= SOURCE PASSAGE =
——————————

# Questions 2011 Chevy Cruze 1.8l block swap



## elecksT (Nov 28, 2017)

Hello y'all new to the forum. So the other day while on a trip heard some noises from my Cruze, before I could got home felt like the timing belt snapped and it died. Checked it out and turns out I spun a bearing...block is pretty much done (or at least significant amount of $ and machine work) honestly in my experience when this goes eventually everything else will start going to, the car had already overheated a few times before because fan & thermostat issues but that was resolved.

Most had been saying that it's not worth it and should just get another car but I still owe about $7k on my loan. Note to mention in the condition it's not worth much and the car died out of the US while on a trip, so towing it across the border would be another money pit and hassle. I found a place where I can keep it and work on it for $20 a month and it's fenced.

Is it a better option to look for a 1.8 block and use my old components? is there any other blocks a bit more affordable that may work with my old components? or Engine swap to something else? but I had been reading that would require reprogramming ECU. Burn it? 

Last part was a joke but as you can see don't know what to do, so any recommendations would be appreciated. This was supposed to be my daily driver and I didn't want to do anything major to it but now I might be stuck with it. It would be awesome to get more power but realistically I wouldn't mind if I lost power seeing as id be able to use it again.


----------



## Robby (Mar 1, 2013)

Just get a hold of another 1.8 and swap it.....no brain damage.

Rob


----------



## elecksT (Nov 28, 2017)

Ya that's what I was thinking might be the best option, What's the average cost of 1.8 block or complete? and do you know of some good sources? what other models use this block that are more common that I might be able to find in a junkyard for less. All the places I've asked seem to want close to $1500 for a complete engine out the junkyard but I don't really need a whole setup and that price seems a lot comparing it online.


----------



## Robby (Mar 1, 2013)

1.8's are the base engine in all Chevrolet Sonics and the Cruze LS in the U.S.

You really do want a complete engine so there is a minimum of parts exchanging. I would think the 1.8's would be plentiful based on the usage in the Sonic as well as the fact few ever fail.
Just gotta find that hungry wrecking yard, although I agree $1500.00 is leaning towards the high side.
Don't be afraid to make a offer......wrecking yard prices are highly negotiable.......look at e bay as well.

Rob


----------



## Drmilr (Mar 28, 2016)

Lkq has plenty


----------



## Merc6 (Jun 8, 2013)

I'm with the rest, the amount of work you are going to do just to swap out the 1.8 short block is more than tossing in a "running" long block. Only reason to go short block would be Subaru turbo engines because chances are the long block you source is in the exact same shape as the engine you wish to replace.


----------

——————————

Annotated photo localization data
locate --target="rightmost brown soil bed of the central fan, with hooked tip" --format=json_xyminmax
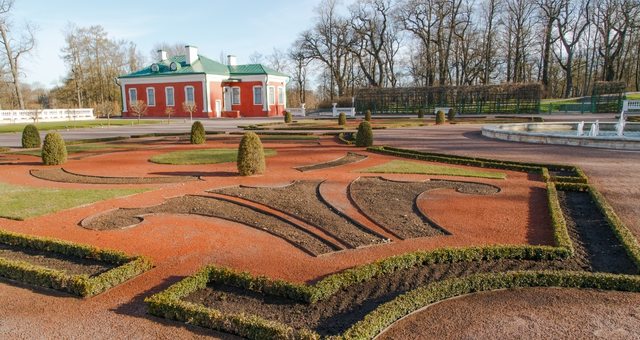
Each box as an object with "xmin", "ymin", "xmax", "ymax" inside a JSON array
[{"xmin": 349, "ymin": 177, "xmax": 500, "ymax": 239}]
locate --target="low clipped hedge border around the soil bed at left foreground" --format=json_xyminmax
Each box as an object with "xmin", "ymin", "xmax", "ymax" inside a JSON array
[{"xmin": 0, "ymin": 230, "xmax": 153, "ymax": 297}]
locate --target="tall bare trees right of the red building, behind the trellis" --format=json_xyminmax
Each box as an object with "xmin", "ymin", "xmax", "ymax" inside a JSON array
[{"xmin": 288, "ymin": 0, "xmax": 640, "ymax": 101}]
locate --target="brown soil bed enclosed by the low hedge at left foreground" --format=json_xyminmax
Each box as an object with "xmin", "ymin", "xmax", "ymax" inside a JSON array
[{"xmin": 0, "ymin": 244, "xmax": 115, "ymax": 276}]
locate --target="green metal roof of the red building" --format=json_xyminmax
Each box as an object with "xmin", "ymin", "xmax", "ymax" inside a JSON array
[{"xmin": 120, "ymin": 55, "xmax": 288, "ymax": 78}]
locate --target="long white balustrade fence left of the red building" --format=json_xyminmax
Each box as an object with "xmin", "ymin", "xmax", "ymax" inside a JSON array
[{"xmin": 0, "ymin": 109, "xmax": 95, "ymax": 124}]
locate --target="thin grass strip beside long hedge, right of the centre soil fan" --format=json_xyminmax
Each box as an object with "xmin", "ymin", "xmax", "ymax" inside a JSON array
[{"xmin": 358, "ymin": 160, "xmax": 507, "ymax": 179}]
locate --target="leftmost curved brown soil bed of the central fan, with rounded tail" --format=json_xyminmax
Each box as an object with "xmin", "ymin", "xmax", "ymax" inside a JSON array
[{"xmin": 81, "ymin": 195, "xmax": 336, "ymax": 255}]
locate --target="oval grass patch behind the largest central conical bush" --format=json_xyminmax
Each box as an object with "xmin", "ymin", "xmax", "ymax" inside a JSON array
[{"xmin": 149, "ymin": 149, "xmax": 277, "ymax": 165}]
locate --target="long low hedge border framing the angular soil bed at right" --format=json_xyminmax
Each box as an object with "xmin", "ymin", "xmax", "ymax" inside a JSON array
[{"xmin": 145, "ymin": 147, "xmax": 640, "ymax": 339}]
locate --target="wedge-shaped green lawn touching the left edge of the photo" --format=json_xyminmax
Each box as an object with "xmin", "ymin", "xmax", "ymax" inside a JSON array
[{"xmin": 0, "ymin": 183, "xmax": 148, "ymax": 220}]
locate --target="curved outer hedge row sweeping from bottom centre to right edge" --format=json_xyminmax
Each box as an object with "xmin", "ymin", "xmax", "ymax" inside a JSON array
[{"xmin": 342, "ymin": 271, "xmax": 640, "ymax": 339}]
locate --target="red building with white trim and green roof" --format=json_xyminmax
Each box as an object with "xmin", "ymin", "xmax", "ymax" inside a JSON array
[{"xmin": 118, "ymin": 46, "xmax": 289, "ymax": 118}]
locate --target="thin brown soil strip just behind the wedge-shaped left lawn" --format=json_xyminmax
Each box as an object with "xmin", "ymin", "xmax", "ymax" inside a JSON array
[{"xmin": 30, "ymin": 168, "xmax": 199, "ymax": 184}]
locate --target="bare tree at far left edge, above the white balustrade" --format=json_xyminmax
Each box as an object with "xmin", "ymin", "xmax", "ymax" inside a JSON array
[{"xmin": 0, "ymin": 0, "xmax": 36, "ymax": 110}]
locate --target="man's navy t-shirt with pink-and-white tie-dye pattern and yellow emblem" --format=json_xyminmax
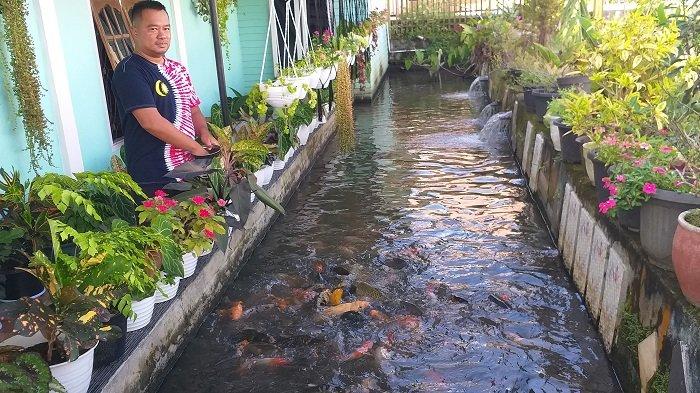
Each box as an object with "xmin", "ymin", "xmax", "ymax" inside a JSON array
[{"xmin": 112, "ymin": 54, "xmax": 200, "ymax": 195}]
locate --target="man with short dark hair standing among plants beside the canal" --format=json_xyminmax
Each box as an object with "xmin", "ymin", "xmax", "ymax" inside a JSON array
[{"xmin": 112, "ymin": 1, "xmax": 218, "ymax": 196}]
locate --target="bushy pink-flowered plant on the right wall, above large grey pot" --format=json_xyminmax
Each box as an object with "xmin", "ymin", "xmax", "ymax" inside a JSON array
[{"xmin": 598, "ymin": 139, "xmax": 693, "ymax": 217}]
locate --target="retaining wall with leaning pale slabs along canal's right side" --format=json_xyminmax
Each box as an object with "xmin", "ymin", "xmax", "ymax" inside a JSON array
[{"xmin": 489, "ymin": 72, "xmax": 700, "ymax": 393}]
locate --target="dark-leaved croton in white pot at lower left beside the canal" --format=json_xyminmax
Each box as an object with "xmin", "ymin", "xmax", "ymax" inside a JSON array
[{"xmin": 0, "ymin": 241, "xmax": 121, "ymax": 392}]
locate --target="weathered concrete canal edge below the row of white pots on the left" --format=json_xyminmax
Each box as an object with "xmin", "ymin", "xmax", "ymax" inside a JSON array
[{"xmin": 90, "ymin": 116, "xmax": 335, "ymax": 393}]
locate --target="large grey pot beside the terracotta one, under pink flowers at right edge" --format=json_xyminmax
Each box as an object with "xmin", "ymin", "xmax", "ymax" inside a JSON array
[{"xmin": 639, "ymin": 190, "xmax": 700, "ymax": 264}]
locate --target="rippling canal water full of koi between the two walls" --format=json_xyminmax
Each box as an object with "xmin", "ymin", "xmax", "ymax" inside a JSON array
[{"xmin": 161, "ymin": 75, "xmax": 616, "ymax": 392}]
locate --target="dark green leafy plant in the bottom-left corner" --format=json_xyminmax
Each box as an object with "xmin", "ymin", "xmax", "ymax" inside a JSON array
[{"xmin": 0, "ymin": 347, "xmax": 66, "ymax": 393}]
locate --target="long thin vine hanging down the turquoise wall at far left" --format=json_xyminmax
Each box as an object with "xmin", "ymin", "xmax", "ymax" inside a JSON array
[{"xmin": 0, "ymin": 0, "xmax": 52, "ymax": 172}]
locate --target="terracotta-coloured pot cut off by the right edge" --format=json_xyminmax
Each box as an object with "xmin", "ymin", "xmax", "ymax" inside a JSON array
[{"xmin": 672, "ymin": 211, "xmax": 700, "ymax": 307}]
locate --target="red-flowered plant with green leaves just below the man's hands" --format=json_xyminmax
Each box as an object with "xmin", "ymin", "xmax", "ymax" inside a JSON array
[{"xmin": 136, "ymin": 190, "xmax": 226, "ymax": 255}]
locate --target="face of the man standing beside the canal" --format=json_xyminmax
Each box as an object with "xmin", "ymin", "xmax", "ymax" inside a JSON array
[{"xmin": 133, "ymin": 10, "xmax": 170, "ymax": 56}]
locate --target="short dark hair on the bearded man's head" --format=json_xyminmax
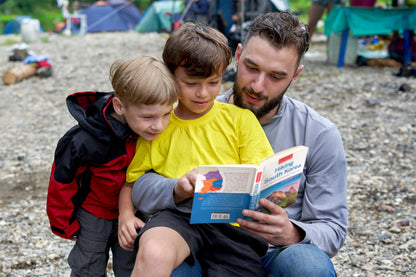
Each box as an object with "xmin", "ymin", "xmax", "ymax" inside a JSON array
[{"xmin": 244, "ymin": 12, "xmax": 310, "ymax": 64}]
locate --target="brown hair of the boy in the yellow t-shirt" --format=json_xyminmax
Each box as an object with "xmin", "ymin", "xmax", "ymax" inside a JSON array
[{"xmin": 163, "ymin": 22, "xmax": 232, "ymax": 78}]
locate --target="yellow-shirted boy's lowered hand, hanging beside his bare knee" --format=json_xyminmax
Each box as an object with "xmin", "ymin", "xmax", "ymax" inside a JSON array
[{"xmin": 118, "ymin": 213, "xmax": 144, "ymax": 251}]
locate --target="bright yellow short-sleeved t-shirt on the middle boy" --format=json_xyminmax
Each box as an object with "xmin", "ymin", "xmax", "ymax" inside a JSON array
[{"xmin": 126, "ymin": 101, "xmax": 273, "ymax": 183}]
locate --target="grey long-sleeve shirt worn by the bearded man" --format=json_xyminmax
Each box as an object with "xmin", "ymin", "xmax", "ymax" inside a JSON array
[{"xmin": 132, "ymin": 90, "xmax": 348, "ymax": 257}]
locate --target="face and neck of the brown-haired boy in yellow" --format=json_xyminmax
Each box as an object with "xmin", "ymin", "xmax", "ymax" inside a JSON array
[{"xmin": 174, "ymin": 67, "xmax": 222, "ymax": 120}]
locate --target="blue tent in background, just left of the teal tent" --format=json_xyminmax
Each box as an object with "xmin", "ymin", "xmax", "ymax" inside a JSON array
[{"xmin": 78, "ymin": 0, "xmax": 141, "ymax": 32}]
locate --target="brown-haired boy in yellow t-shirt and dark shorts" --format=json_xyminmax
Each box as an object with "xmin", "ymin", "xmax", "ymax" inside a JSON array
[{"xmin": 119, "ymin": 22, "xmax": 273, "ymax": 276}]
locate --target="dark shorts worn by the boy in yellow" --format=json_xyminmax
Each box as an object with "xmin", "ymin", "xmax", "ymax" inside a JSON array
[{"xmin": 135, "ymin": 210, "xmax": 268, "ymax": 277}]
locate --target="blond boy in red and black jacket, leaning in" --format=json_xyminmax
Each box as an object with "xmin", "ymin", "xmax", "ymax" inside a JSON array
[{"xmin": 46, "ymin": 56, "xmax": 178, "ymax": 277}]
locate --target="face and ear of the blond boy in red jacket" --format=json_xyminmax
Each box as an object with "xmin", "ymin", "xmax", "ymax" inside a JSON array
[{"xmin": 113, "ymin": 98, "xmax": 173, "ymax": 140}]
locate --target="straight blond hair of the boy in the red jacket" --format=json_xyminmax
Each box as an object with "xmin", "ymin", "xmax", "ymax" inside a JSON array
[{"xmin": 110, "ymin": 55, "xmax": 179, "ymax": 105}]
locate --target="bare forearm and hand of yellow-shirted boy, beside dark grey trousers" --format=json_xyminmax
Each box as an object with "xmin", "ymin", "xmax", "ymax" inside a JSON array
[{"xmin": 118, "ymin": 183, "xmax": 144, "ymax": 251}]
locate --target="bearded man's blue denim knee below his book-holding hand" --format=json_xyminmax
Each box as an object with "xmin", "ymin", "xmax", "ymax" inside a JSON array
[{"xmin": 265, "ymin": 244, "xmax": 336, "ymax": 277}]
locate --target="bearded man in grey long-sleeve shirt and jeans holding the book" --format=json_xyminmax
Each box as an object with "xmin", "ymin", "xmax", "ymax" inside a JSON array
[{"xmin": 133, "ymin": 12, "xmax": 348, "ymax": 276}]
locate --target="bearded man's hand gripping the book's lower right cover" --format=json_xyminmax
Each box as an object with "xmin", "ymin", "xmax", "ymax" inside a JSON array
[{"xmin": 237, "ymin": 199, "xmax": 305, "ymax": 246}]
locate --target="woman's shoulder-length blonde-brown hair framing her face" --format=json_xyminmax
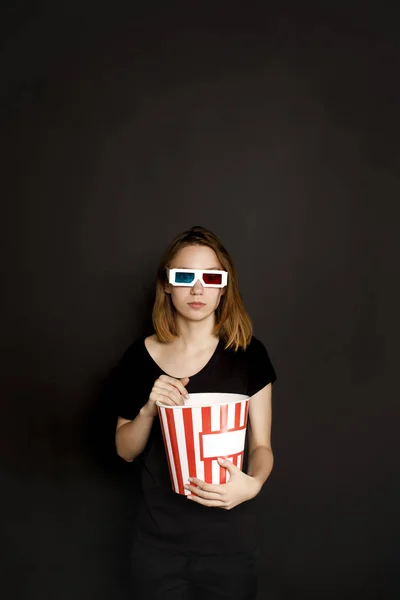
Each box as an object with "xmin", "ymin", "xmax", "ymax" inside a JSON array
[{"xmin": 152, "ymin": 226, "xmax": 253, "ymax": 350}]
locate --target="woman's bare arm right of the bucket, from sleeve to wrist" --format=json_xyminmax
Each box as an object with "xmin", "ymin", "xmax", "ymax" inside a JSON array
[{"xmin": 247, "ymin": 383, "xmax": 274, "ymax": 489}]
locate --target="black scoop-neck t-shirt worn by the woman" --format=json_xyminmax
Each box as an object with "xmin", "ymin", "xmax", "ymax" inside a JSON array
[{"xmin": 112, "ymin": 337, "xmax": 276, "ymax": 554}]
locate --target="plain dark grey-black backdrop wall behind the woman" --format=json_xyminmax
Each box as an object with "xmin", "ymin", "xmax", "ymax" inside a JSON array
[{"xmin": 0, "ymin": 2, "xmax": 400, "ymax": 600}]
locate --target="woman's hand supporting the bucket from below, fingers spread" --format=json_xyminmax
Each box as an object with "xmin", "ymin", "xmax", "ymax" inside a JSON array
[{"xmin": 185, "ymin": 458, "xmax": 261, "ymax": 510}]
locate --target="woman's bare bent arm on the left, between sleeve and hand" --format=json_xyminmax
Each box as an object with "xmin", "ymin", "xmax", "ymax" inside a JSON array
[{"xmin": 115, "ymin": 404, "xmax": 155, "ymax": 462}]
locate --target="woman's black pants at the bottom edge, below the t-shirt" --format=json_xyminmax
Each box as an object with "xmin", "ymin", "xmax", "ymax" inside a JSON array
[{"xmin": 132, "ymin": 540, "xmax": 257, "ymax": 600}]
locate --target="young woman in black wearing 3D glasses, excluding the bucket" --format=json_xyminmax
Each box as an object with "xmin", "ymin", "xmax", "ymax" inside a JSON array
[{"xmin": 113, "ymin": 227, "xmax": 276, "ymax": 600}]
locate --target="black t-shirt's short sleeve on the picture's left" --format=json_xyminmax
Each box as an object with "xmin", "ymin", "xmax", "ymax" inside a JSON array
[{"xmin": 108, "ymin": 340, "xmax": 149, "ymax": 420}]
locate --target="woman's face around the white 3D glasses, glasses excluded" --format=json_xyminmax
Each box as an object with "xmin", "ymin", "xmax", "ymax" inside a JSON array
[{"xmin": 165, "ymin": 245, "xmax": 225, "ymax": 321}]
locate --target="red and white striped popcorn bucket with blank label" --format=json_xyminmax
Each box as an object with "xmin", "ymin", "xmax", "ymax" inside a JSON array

——————————

= EXERCISE TASKS =
A: Translate this sentence from the engine swap thread into Spanish: "1.8's are the base engine in all Chevrolet Sonics and the Cruze LS in the U.S."
B: Return the part of the engine swap thread from "Most had been" up to and including "and it's fenced.", copied exactly.
The rows are material separate from the engine swap thread.

= TASK-BY-TASK RESULTS =
A: Los motores 1.8 son el motor base en todos los Chevrolet Sonic y en el Cruze LS en los EE. UU.

B:
Most had been saying that it's not worth it and should just get another car but I still owe about $7k on my loan. Note to mention in the condition it's not worth much and the car died out of the US while on a trip, so towing it across the border would be another money pit and hassle. I found a place where I can keep it and work on it for $20 a month and it's fenced.